Tekstfragment
_ _ _ _ _ _ _

Die verschuiving kenmerkt bepaalde alternatieve kunstenaarspraktijken die zich onttrekken aan de inperkingen van de gevestigde en de nieuwe-mediakunst. Voor Rozendaal en verwante kunstenaars, zoals Sassoon, geldt dat de functies van het museuminstituut en het kunsthistorische dan wel mediatheoretische discours grotendeels zijn overgenomen door een vaak lichtvoetige, experimentele internetcultuur die zowel een formele als een intellectuele context vormt. Alleen wanneer die context in acht wordt genomen, komt het werk tot zijn recht. Tegelijkertijd reiken hun praktijken tot buiten het internet. Zo initieerde Rozendaal de wereldwijd populaire Bring Your Own Beamer-events (kortstondige tentoonstellingen waarbij ieder deelnemende kunstenaar werk projecteert met een zelf meegenomen beamer) en ontwikkelde hij een koopcontract dat de nieuwe eigenaars van zijn werk verplicht hun aanschaf in ongewijzigde vorm beschikbaar te houden voor de rest van de wereld. In de geest van het internet is het enige voorrecht dat deze mecenassen genieten een naamsvermelding in de titel van de betreffende website.

_ _ _ _ _ _ _

(Gegevensfragmenten)
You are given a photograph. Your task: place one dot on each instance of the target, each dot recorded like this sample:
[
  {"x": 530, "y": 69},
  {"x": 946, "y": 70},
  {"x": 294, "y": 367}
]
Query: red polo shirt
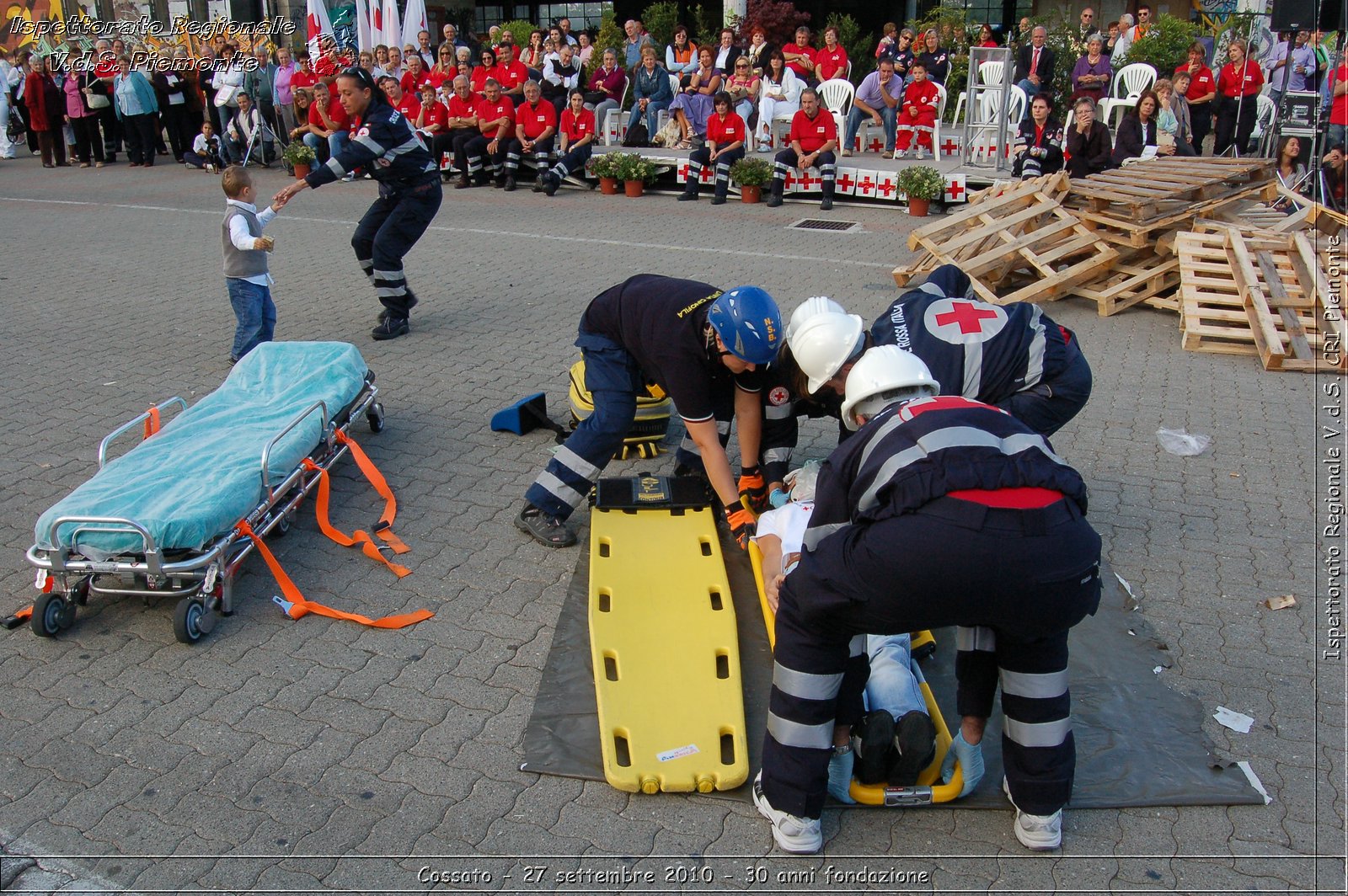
[
  {"x": 577, "y": 127},
  {"x": 537, "y": 118},
  {"x": 813, "y": 132},
  {"x": 489, "y": 111},
  {"x": 725, "y": 132}
]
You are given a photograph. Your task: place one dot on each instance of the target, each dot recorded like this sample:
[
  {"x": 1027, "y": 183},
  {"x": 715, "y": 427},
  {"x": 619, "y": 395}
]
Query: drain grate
[{"x": 826, "y": 224}]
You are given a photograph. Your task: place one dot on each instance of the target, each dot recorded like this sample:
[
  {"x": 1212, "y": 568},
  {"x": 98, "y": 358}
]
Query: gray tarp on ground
[{"x": 1138, "y": 741}]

_ _ _ _ _ _ _

Opdracht
Schrijf het hele tekstfragment over Rozendaal en de internetcultuur letterlijk over. De vermeldingen zijn afzonderlijk materiaal en staan los van het tekstfragment.

Antwoordvak
Die verschuiving kenmerkt bepaalde alternatieve kunstenaarspraktijken die zich onttrekken aan de inperkingen van de gevestigde en de nieuwe-mediakunst. Voor Rozendaal en verwante kunstenaars, zoals Sassoon, geldt dat de functies van het museuminstituut en het kunsthistorische dan wel mediatheoretische discours grotendeels zijn overgenomen door een vaak lichtvoetige, experimentele internetcultuur die zowel een formele als een intellectuele context vormt. Alleen wanneer die context in acht wordt genomen, komt het werk tot zijn recht. Tegelijkertijd reiken hun praktijken tot buiten het internet. Zo initieerde Rozendaal de wereldwijd populaire Bring Your Own Beamer-events (kortstondige tentoonstellingen waarbij ieder deelnemende kunstenaar werk projecteert met een zelf meegenomen beamer) en ontwikkelde hij een koopcontract dat de nieuwe eigenaars van zijn werk verplicht hun aanschaf in ongewijzigde vorm beschikbaar te houden voor de rest van de wereld. In de geest van het internet is het enige voorrecht dat deze mecenassen genieten een naamsvermelding in de titel van de betreffende website.